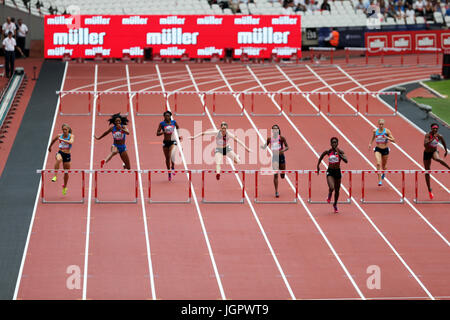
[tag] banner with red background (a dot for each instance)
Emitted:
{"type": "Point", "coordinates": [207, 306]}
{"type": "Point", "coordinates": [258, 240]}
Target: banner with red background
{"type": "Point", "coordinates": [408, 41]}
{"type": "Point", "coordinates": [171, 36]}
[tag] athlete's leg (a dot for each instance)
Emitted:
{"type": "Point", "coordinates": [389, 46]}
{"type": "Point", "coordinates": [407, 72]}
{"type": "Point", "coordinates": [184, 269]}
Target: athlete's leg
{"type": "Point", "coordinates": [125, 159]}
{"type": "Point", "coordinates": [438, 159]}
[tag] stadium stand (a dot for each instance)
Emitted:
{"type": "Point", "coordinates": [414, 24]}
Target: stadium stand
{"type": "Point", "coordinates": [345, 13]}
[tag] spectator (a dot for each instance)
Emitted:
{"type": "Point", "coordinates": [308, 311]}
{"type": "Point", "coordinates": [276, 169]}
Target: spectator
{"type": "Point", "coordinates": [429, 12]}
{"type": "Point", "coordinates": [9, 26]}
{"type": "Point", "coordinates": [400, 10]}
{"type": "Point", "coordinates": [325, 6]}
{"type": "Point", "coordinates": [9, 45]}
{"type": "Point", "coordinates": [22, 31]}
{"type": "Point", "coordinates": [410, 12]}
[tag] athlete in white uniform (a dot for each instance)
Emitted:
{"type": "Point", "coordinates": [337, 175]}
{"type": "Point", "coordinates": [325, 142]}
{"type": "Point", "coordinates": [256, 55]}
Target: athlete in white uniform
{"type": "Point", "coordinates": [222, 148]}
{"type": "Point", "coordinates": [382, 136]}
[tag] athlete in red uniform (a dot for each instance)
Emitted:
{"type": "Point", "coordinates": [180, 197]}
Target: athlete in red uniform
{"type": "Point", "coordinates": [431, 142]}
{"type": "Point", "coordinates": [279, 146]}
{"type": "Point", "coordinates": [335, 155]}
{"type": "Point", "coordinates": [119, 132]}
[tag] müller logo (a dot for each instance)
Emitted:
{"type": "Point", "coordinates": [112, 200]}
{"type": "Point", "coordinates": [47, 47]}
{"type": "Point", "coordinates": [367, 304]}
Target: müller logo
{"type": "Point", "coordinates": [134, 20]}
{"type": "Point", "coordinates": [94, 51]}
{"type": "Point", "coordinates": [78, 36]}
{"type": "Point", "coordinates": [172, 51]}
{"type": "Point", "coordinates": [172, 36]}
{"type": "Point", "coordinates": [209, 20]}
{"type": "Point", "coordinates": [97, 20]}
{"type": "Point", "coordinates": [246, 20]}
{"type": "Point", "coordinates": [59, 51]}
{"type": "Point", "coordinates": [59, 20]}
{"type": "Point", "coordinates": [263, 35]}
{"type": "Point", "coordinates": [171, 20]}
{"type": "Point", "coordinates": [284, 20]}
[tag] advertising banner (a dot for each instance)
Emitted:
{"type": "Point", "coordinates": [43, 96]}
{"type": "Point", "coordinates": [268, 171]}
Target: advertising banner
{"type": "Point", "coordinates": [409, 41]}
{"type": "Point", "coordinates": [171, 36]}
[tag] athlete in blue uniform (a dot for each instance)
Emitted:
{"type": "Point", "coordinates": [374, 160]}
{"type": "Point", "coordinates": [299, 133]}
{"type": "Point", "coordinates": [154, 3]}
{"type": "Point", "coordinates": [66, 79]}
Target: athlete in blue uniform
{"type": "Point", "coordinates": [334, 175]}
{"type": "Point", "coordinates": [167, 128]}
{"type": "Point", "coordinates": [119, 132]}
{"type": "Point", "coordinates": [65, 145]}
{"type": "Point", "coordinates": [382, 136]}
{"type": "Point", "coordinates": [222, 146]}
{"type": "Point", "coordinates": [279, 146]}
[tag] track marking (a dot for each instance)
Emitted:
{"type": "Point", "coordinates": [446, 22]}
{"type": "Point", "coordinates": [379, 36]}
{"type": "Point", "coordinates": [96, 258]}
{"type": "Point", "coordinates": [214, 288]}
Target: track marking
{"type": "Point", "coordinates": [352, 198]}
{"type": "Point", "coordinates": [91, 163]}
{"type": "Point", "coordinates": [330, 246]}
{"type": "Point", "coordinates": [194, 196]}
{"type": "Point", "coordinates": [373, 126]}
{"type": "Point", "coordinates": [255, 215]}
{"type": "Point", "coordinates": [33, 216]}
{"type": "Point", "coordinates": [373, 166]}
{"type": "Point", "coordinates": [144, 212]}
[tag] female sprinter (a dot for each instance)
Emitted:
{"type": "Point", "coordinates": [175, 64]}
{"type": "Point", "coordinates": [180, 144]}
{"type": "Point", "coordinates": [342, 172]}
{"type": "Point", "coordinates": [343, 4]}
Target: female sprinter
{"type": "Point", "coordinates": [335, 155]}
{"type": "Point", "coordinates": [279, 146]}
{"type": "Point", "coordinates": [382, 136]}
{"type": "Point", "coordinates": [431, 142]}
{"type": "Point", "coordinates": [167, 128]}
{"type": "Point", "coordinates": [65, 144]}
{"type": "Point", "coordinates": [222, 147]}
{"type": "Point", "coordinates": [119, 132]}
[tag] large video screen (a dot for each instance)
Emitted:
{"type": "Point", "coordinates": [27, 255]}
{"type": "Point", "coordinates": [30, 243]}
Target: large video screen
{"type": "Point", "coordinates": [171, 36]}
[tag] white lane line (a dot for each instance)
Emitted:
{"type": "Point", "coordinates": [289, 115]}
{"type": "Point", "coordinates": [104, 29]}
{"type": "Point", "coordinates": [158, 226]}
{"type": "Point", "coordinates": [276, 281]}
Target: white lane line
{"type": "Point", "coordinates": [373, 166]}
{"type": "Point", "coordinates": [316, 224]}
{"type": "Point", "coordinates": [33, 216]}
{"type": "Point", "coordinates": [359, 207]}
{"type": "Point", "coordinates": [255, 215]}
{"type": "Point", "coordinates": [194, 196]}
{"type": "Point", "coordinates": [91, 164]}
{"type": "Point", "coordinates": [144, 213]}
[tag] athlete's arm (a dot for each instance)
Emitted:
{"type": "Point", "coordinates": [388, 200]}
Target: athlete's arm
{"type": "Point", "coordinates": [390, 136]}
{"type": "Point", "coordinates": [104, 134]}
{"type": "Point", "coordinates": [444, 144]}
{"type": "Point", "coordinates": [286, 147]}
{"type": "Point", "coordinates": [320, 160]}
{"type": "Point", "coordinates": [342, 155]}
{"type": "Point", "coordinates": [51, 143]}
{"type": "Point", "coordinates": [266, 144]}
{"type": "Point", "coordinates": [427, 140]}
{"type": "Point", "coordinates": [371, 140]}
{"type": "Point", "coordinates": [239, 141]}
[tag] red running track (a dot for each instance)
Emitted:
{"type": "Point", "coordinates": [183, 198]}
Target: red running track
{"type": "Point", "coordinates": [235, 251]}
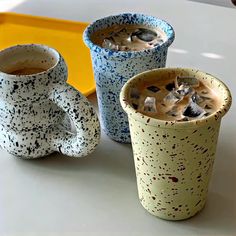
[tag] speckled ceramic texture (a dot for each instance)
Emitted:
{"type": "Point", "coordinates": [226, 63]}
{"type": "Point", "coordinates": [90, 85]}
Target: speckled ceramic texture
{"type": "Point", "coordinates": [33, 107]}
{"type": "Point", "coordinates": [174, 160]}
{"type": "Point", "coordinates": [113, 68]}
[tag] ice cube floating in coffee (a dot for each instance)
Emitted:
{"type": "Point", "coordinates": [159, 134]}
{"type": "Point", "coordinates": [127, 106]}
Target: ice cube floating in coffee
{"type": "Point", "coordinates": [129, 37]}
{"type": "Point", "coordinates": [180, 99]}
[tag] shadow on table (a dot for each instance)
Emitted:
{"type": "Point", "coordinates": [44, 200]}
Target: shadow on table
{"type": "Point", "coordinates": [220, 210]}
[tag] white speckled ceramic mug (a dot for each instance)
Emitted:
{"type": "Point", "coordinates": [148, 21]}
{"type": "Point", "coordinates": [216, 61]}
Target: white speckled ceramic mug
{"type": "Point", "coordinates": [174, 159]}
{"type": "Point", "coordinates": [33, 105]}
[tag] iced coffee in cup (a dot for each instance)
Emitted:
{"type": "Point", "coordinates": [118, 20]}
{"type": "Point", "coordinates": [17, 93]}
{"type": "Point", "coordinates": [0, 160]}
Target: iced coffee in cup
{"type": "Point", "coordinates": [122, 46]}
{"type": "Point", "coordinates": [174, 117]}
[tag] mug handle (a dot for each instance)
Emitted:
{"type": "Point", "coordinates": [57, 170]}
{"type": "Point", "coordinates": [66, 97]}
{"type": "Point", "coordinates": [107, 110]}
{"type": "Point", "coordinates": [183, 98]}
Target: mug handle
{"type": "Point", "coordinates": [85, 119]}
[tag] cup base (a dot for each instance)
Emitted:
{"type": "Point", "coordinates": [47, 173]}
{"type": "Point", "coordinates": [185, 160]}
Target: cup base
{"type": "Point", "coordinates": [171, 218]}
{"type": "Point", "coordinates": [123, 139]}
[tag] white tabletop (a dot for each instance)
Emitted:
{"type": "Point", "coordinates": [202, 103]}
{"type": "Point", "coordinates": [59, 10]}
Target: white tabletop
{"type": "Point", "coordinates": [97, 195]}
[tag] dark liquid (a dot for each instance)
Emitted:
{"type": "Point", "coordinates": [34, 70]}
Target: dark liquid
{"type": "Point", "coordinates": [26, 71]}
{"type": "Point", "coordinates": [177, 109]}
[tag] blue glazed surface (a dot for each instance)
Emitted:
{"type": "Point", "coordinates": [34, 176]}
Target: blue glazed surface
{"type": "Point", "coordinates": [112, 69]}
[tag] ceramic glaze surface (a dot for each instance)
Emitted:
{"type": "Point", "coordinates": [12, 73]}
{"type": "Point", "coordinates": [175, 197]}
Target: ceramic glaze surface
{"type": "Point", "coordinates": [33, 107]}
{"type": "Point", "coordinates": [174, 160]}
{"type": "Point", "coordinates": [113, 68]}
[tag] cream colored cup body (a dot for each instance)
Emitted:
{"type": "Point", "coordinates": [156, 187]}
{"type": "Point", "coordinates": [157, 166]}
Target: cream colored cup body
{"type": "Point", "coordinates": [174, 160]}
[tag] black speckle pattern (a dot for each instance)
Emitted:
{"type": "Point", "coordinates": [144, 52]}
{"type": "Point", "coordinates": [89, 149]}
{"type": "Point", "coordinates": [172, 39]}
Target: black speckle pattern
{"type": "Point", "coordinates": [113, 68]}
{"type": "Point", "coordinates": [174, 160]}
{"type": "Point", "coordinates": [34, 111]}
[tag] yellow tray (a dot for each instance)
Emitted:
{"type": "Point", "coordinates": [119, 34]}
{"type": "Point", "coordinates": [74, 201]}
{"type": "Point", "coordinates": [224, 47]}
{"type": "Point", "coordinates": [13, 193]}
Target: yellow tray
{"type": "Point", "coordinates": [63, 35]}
---
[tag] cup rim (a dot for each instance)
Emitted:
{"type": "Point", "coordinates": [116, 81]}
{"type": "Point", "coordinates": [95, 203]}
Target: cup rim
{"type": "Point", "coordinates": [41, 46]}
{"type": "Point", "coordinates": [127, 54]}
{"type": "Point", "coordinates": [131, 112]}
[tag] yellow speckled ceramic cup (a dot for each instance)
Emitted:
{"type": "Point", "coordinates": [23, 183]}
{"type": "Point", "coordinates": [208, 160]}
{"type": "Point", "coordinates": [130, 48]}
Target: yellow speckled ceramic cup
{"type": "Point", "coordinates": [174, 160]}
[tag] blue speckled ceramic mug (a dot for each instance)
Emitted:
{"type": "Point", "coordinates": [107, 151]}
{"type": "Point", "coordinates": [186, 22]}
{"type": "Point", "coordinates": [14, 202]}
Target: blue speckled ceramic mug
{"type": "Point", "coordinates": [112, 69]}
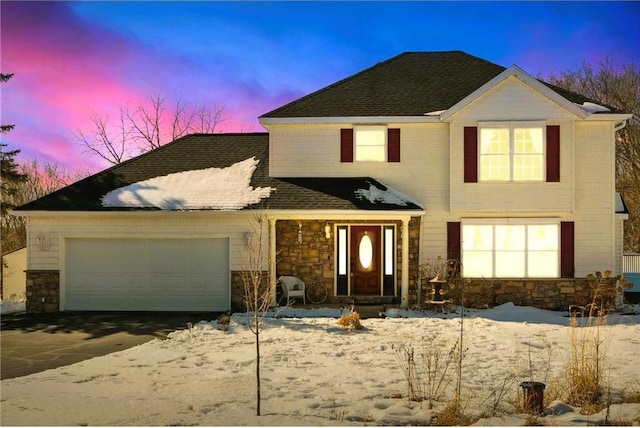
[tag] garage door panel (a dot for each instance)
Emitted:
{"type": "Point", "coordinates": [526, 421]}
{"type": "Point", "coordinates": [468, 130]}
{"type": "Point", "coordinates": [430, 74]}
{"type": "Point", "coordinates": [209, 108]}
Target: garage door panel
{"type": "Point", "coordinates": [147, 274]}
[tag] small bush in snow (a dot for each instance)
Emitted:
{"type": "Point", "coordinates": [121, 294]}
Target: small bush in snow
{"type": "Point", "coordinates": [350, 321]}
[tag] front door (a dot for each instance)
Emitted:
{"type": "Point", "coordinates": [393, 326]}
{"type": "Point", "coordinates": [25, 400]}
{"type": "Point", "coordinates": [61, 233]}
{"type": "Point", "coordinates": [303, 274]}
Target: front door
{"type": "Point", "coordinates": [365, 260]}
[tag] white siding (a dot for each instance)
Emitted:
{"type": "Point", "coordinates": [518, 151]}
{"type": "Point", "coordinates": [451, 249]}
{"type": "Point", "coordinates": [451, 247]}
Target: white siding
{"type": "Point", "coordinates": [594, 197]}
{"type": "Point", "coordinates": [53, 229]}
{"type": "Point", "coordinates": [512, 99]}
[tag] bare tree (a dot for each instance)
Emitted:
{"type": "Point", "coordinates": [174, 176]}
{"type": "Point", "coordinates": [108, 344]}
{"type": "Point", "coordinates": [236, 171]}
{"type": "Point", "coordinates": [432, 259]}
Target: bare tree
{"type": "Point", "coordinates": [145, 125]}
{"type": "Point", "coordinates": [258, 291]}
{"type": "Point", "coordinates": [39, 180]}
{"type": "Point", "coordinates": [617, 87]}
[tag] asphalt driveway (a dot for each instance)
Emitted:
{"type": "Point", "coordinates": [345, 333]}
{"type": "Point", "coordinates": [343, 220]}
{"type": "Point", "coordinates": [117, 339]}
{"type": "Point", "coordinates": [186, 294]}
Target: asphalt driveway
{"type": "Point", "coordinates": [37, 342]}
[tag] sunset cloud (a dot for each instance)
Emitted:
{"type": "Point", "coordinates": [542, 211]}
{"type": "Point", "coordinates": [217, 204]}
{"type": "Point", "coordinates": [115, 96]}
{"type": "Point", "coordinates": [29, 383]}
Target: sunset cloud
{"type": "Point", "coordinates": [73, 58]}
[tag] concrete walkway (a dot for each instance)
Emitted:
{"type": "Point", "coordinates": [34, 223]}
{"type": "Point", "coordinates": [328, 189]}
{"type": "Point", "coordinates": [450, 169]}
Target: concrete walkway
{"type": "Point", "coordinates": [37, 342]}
---
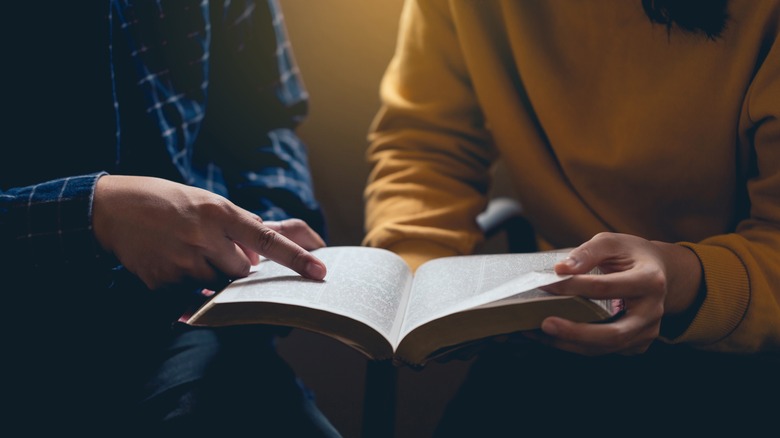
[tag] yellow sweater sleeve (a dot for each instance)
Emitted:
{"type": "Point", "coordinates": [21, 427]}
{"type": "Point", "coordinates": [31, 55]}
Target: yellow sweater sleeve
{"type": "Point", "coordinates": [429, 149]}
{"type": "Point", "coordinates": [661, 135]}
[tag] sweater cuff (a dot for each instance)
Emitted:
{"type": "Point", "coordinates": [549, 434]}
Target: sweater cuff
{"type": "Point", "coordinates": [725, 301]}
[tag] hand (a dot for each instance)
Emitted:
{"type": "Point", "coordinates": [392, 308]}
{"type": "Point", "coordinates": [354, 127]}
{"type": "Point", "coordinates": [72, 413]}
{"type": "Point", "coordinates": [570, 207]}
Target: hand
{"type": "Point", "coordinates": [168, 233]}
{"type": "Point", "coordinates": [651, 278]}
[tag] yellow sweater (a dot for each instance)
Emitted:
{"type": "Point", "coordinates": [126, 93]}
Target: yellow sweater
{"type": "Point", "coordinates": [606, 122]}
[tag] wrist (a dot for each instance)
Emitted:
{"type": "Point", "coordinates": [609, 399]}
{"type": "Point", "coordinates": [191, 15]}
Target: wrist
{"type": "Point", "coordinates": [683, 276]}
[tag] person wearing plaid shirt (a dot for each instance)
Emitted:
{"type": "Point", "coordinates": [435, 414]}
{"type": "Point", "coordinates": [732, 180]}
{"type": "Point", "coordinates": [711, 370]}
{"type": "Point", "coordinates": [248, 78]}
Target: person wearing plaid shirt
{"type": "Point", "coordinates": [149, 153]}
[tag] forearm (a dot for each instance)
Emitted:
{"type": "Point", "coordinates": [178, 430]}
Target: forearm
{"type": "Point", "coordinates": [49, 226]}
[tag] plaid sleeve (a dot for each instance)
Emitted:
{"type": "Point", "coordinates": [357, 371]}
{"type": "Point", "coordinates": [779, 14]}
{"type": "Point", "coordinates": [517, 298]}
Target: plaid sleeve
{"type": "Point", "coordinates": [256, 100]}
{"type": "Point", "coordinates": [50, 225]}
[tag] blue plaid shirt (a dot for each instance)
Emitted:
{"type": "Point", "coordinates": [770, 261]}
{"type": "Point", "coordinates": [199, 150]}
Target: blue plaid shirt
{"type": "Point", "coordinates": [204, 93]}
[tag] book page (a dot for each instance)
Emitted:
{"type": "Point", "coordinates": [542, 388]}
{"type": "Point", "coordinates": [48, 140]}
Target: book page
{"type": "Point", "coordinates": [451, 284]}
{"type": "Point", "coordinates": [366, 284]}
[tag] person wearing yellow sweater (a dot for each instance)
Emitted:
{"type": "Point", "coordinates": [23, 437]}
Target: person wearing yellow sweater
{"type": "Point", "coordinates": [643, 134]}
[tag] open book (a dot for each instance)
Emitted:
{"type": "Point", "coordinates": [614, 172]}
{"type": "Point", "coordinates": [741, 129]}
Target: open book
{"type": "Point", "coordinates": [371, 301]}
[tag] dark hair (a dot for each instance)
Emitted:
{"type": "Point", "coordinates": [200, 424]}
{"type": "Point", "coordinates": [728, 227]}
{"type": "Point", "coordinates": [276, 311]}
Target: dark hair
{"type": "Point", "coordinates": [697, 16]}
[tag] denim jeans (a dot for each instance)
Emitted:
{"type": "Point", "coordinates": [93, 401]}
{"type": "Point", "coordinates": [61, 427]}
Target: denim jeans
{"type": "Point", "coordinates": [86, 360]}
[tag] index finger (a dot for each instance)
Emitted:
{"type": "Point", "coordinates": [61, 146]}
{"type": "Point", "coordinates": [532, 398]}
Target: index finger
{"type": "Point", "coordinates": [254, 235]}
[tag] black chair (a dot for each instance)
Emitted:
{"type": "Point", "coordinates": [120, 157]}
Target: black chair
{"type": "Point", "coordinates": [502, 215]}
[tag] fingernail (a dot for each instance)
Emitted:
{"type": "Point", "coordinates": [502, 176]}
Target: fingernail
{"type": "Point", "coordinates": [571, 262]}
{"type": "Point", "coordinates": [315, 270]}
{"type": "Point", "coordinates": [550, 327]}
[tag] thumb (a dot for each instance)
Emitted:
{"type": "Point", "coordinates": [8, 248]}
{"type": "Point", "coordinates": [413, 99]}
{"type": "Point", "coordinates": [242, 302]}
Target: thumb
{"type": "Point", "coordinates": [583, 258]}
---
→ TASK TO COMPLETE
Find every line in the records that contains the string "bare", and copy each of those lines. Matches must agree in case.

→ ANSWER TO THIS EXERCISE
[tag] bare tree (a dot for each instance)
Target: bare tree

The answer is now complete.